### Task to complete
Rewrite all the entries below with "with a pin" changed to "with a dot" and everything else unchanged, and omit the pictures from your answer.

### Data provided
┄┄┄┄┄┄
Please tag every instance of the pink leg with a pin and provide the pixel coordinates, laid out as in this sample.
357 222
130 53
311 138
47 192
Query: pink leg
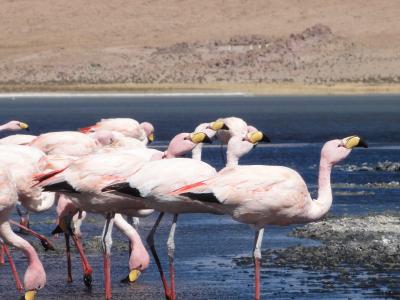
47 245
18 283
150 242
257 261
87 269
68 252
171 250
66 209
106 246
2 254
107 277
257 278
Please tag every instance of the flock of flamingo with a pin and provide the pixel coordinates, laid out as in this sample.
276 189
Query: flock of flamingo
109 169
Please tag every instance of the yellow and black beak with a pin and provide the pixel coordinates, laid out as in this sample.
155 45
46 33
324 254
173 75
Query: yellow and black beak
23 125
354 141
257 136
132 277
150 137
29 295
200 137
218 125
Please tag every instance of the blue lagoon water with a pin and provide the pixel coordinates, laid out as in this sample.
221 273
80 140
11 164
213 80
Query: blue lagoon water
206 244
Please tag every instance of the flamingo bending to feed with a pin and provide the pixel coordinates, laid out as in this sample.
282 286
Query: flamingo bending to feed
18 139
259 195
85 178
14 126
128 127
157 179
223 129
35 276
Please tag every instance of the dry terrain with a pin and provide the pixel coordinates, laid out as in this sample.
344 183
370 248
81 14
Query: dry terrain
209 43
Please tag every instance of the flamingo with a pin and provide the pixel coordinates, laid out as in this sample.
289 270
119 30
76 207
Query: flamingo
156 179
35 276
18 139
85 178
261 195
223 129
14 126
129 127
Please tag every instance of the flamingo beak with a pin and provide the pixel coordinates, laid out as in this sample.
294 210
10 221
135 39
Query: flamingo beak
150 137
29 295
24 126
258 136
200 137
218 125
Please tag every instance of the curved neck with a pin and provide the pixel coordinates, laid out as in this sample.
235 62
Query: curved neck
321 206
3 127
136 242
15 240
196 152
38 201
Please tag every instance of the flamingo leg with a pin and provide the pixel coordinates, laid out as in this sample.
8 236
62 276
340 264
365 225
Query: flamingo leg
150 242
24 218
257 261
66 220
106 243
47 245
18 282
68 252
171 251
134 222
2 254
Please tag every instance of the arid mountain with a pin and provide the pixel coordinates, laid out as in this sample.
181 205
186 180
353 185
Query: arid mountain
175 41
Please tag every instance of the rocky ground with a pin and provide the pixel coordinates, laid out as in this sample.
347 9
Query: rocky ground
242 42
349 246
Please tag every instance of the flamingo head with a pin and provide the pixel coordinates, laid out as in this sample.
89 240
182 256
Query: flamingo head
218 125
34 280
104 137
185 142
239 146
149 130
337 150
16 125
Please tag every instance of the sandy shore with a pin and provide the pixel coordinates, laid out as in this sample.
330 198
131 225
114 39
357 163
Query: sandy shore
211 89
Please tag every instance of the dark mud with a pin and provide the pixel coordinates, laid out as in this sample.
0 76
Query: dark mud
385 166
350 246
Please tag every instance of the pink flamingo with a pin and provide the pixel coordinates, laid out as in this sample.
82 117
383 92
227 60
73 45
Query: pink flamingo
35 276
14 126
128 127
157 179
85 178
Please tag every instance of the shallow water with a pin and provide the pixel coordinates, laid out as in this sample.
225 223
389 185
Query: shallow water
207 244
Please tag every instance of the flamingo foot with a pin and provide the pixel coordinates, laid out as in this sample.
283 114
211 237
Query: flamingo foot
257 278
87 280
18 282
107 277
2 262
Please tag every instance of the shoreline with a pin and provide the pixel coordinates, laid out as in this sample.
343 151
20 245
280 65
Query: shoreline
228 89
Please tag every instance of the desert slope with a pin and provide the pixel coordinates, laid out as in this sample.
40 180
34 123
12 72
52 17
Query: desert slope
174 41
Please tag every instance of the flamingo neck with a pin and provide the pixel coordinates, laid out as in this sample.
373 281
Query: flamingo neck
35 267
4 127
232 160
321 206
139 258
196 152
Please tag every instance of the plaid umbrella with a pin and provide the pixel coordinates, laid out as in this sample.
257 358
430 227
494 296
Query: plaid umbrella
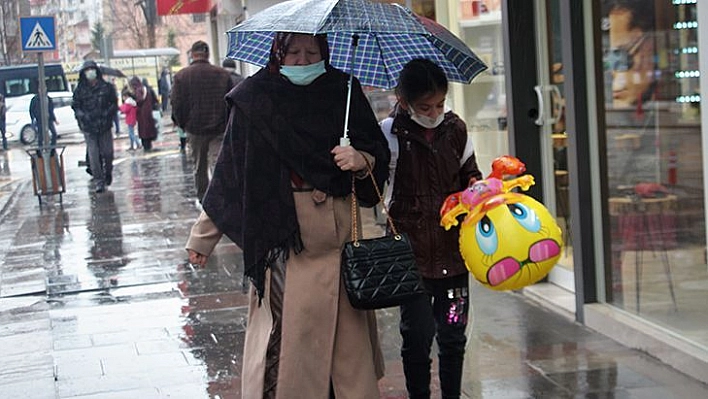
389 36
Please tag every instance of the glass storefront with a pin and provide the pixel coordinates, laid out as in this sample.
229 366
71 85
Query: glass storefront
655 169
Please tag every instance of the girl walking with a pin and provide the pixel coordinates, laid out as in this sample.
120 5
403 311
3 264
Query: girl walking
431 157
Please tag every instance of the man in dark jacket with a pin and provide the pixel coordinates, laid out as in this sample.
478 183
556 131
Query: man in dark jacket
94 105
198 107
┄┄┄┄┄┄
### Solution to this exercise
Please tag every instance of the pink leg with a dot and provide the pixel coordinates, laid out as in this sample.
357 222
130 53
311 138
47 192
Query: pink leg
47 245
18 283
150 242
257 261
87 269
68 252
171 250
66 209
106 246
2 254
107 277
257 278
Please tag every instance of the flock of flamingo with a dot and provide the pixel coordinates, laid out as in this sample.
276 189
Query: flock of flamingo
109 169
Please tag every instance of the yellow and black beak with a dot and provide the pixel coordinates, laid out as in this sample.
155 45
46 33
324 254
173 75
Query: yellow and black beak
23 125
354 141
257 136
132 277
150 137
29 295
200 137
218 125
Please tag every instance of the blue lagoon water with a dot and provide the pixel coordinates, laid out as in this sample.
221 273
80 140
11 164
213 80
Query: blue lagoon water
206 244
Please tag every instance of the flamingo bending to feed with a dot and provide the pixel coordinates, laid out as in this sample.
282 286
Query: flamingo bending to feed
18 139
259 195
85 178
14 126
128 127
157 179
223 129
35 276
Please tag every instance of the dry terrain with a dot and provide the pixel coordinates, laid out as in this sample.
344 183
370 248
81 14
Query: dry terrain
209 43
Please tag every instance of the flamingo with a dot and provide the pixel coordinates, laid out as in this sample.
289 270
119 30
76 207
Query: flamingo
156 179
35 276
18 139
85 178
261 195
223 129
14 126
129 127
Please tag every instance of the flamingo beak with a dot and provide the pixel coordinates, laid out as in this sample.
294 210
10 221
135 39
Query: flamingo beak
150 137
29 295
24 126
258 136
200 137
218 125
Please tag every instance of the curved neck with a dot and provide the pixel coordinates, laid out as in this sample.
235 62
Query: curved neck
321 206
3 127
136 242
15 240
196 152
38 201
Please tag every instance of the flamingo leg with a dot and provide the pixel coordinates, laid out as in this sample.
8 236
62 276
340 264
365 225
Query: flamingo leg
150 242
24 218
257 261
66 220
106 243
47 245
18 282
68 252
171 251
134 222
2 254
Please tag every instance of the arid mountain with a dot and provide the pixel coordinates, laid out as in this sample.
181 205
186 180
353 185
Query: arid mountain
175 41
Please tag every instance of the rocky ground with a dot and provide the pixel coordinates, laid out as in this sample.
347 9
Query: rocky ground
242 42
349 246
Please tag every instance of the flamingo head with a dot and provide the pixel coordinates, laid out as in this sample.
89 240
182 256
Query: flamingo head
218 125
34 280
104 137
185 142
239 146
149 130
337 150
16 125
Please tag every instance of the sandy shore with a dot and provide the pixel coordinates, laid out as in this sample.
330 198
131 225
114 39
357 163
Query: sandy shore
211 89
Please tag every instance of the dark mud with a dot and provide the pixel coordinates, laid out as in this sample.
0 76
Query: dark mud
385 166
350 246
Please tag every instance of the pink flamingo with a dot and provide the pixel coordinates, laid out as in this sample.
82 117
383 92
227 60
73 45
Query: pink flamingo
35 276
14 126
128 127
157 179
85 178
Please tag every instance of the shallow water with a dot and provide the pixel coordinates, laid out as in this sample.
225 223
389 185
Query: shallow water
207 244
Please tag every instance of the flamingo foot with a dot and provide the pixel coordinates, laid out as in this sample.
283 114
211 237
Query: flamingo foot
257 278
87 280
18 282
107 277
2 262
Please tag every instance of the shoreline with a dot and provide the pixel coordinates, laid out as in this sample.
343 151
20 245
280 65
Query: shoreline
228 89
Please tag every instance of the desert slope with a dot and provide the pixel coordinates, laid out as in this sample.
40 180
34 123
12 72
52 17
Query: desert slope
174 41
Please tag every instance of the flamingo neck with a dot and provide the pixel coordinates, laid out as in this sample.
373 281
Query: flamingo neck
35 267
4 127
232 160
321 206
139 258
196 152
Please tag every instance of the plaid umbrella with a dot and provide the pixel coordinates, laid out as in this sample.
257 358
430 227
494 296
Query: plaid umbrella
389 36
Please tag every instance of the glass storefront with a dot and provide the pixel coordinates, laid out as in this sample.
229 366
71 85
Query: glass storefront
655 169
Please tag every instance of the girl walking with a dot and provide the pixel coordinates, laid out as in this sample.
120 5
403 311
3 264
Query: girl walking
431 157
Please tag every instance of the man in dark jacket with a dot and provide the pixel coordinates, laid out as in this sample.
478 183
556 131
Query: man in dark jacket
94 105
198 107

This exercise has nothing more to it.